Put the lines of the items below into a numbered list, skipping any blank lines. Leave the pictures out.

---------- Supplied material

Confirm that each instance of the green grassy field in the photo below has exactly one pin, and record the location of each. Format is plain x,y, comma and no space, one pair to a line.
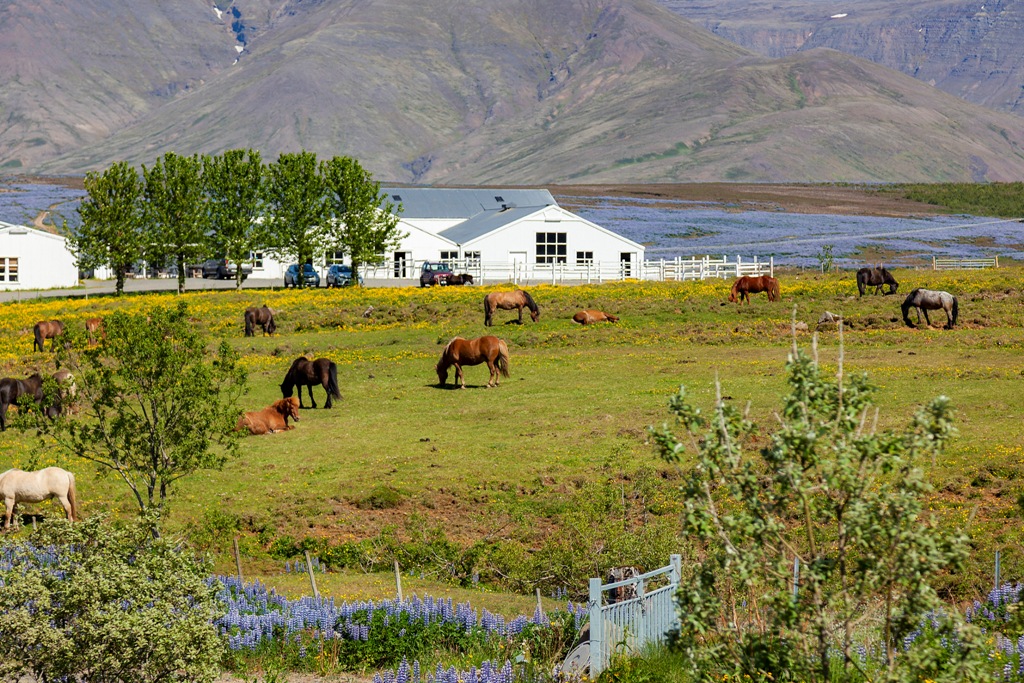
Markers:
536,465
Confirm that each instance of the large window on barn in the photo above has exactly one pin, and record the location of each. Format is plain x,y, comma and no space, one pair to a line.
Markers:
551,248
8,269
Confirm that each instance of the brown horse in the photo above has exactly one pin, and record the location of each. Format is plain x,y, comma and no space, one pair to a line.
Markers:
270,420
44,330
11,389
306,373
92,326
507,301
743,287
461,352
261,316
590,315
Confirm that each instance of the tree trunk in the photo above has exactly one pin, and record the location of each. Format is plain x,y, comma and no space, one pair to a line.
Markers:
181,273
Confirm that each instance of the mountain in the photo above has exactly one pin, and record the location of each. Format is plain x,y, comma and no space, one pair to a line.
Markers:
970,49
471,91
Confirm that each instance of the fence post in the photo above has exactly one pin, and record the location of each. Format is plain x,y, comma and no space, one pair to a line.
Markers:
596,630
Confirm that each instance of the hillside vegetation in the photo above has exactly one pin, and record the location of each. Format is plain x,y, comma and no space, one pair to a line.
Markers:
550,478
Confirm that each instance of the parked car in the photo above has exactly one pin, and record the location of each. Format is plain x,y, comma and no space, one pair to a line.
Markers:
221,268
340,275
309,275
434,273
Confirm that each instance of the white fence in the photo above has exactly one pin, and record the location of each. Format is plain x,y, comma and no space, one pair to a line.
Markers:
597,271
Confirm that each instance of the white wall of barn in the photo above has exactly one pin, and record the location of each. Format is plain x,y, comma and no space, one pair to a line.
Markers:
43,260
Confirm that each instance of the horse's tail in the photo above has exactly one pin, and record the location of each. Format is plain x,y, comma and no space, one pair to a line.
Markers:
72,498
332,380
503,357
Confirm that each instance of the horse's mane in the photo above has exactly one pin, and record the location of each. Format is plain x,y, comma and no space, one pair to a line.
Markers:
529,300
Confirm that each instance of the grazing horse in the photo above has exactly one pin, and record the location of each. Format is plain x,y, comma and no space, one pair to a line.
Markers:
270,420
926,300
44,330
876,278
589,315
19,486
306,373
11,389
743,287
261,316
461,352
507,301
92,326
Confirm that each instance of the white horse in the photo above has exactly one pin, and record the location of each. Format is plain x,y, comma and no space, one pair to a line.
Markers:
19,486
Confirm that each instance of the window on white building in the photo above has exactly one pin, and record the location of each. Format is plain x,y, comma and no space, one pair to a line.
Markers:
8,269
551,248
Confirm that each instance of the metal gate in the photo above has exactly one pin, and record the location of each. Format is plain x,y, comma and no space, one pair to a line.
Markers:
646,615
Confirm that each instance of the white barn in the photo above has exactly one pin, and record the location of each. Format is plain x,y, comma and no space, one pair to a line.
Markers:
502,232
32,259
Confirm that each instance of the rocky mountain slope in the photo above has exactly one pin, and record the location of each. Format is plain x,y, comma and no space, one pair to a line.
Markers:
973,49
471,91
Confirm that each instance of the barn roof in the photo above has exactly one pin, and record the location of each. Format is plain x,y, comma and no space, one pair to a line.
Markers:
464,203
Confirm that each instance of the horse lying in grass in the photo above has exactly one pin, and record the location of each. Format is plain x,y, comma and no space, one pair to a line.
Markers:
743,287
926,300
461,352
588,316
270,420
19,486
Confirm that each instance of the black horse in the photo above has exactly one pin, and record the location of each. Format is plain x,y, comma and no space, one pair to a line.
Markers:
306,373
261,316
11,389
876,278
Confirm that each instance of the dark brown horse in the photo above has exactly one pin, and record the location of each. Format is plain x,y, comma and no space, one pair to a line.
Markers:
743,287
11,389
261,316
589,316
461,352
876,278
507,301
306,373
44,330
92,326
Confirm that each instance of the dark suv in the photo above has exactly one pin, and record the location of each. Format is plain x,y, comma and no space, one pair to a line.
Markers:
434,273
221,268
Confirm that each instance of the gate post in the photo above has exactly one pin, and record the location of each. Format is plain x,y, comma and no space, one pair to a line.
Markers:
596,630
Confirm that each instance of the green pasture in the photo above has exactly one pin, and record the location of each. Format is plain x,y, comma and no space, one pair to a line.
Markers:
521,463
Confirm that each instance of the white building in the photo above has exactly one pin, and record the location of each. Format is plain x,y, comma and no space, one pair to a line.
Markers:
500,233
32,259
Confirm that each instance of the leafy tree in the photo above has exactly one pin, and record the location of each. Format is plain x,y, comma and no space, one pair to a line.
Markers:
235,185
297,215
366,222
176,211
93,601
111,232
158,406
833,492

--------------------

**Complete output:**
1. Confirm that each instance of the green grassy field in the photo below has exactly one pin, and record the location of each. Format is plain x,y, comma and no space, one pair to a line.
2. Markers:
3. 536,465
4. Confirm that each instance of the large window on barn in the photo above has exactly one pin, and record the location of each. Format is plain x,y, comma and no space, one pair to a line.
5. Markers:
6. 551,248
7. 8,269
8. Confirm that each instance of the brown horse in the photo above has exactly one pin, and record the location of each. Format is plain x,y, comma and no space, one pair to a line.
9. Markers:
10. 270,420
11. 44,330
12. 11,389
13. 306,373
14. 92,326
15. 507,301
16. 743,287
17. 461,352
18. 261,316
19. 590,315
20. Confirm that each instance of the tree trunk in the photo above has exactly one pin, and record the location of each. Format is plain x,y, comma and no space, one pair to a line.
21. Markers:
22. 181,273
23. Confirm that each instance of the mountain in the photo above has exactly one pin, and record the location of each. Format is plain x,y, comma and no space, one pair to a line.
24. Markers:
25. 970,49
26. 471,91
27. Confirm that each instance of the fence post in the photo above has exactly one pin, and record the location of each. Format is plain x,y, comma and no space, one pair to a line.
28. Markers:
29. 596,630
30. Confirm that each instance of the hillside vegetation in the photo above has exactly one pin, and record the location of each. Format is plain x,y, comma and no space, one pair to a line.
31. Markers:
32. 550,478
33. Confirm that each instance of the parked car in the photo above has exactly one pin, and record the location of each. Format is plain x,y, comma and no space, one pair to a line.
34. Markers:
35. 221,268
36. 340,275
37. 309,275
38. 434,273
39. Confirm that each instance of the white fence in the photo above has exactly one pin, and record the location of each. Format is plain x,y, comma and no space, one pair to a line.
40. Markers:
41. 597,271
42. Confirm that each instance of the white wall of barn in the photo above has exactly one pin, and record the location of each. Format is plain x,y, comma and no space, one pair to a line.
43. Markers:
44. 43,260
45. Confirm that each instance of the horse's tail in the photo above has exactly one pin, and record the location of each. Format is plain x,y, comma and no space, one pair to a line.
46. Markers:
47. 72,498
48. 332,380
49. 503,357
50. Confirm that each instance of the horse's mane in the photo above has exactly one pin, and record the location of each. Format is plain x,y, comma and no space, one pair to a line.
51. Markers:
52. 529,300
53. Confirm that each instance of the grazing horse in the photo above has exactly one pin, and record the location of each. Format is plain x,y, comma and no space, one pair to a line.
54. Markers:
55. 270,420
56. 926,300
57. 44,330
58. 876,278
59. 589,315
60. 19,486
61. 306,373
62. 11,389
63. 743,287
64. 261,316
65. 461,352
66. 507,301
67. 92,326
68. Confirm that each instance of the white horse in the photo above has exactly one pin, and record the location of each. Format is plain x,y, comma and no space, one pair to a line.
69. Markers:
70. 19,486
71. Confirm that each instance of the window on white building in the photo above has exactly one pin, and record the location of each. Format is plain x,y, comma and no space, one pair to a line.
72. Markers:
73. 8,269
74. 551,248
75. Confirm that each instance of the metal gate in the photo above has exactly one pin, and record the location of each. Format is plain x,y, comma and no space, one pair to a line.
76. Markers:
77. 646,615
78. Confirm that each instance of the white barn in the photo above has exactly one pin, and record the location of each. Format is plain x,y, comma and no space, one pair to a line.
79. Markers:
80. 502,232
81. 32,259
82. Confirm that each instance of the rocky mountain slope in the photo above has exactly one pin, and record the location of each. Format is plain x,y, comma and no space, one pair to a line.
83. Markers:
84. 973,49
85. 471,91
86. Confirm that each instance of the barn roof in the photo above has exactly one pin, and record the location of each. Format is plain x,y, comma and no space, one pair to a line.
87. Markers:
88. 464,203
89. Confirm that each instance of the horse lying in grass in the photo above has exactly one pin, and record the location of each. Format is plain x,y, comma and no space, one pair to a line.
90. Markers:
91. 743,287
92. 926,300
93. 461,352
94. 588,316
95. 270,420
96. 19,486
97. Confirm that each instance of the black horse in the photo above has exactly one pin, and record the location of each. Format is plain x,y, comma and no space, one pair to a line.
98. Markers:
99. 306,373
100. 261,316
101. 11,389
102. 876,278
103. Confirm that each instance of the dark brown horse in the photo above has exactly one pin, and record the location of each. Format is plain x,y, comma and no space, one pair to a line.
104. Markers:
105. 743,287
106. 11,389
107. 261,316
108. 589,316
109. 461,352
110. 876,278
111. 507,301
112. 306,373
113. 44,330
114. 92,326
115. Confirm that each instance of the dark suv in the photo above has exactly one pin, and record the location of each. Format is plain x,y, comma and no space, one pair to a line.
116. Markers:
117. 434,273
118. 221,268
119. Confirm that each instance of the gate post in the photo above has exactly one pin, and record the location of each. Format is plain x,y, comma and no space, one pair to a line.
120. Markers:
121. 596,630
122. Confirm that each instance of the green pasture in the photo above has exactly one pin, and record the location of each. Format is plain x,y, comma and no space, one pair to a line.
123. Markers:
124. 521,463
125. Confirm that each instance of the white building in the photo above has exactly one pin, and record the location of each. Format is plain x,y, comma and no space, one pair to a line.
126. Markers:
127. 500,233
128. 32,259
129. Confirm that each instance of the leafy tree in the photo above has exactly one pin, and record the location of each. Format is plain x,y, comma and no space, one pair to a line.
130. Markers:
131. 235,185
132. 297,215
133. 366,222
134. 176,211
135. 93,601
136. 111,232
137. 158,406
138. 833,492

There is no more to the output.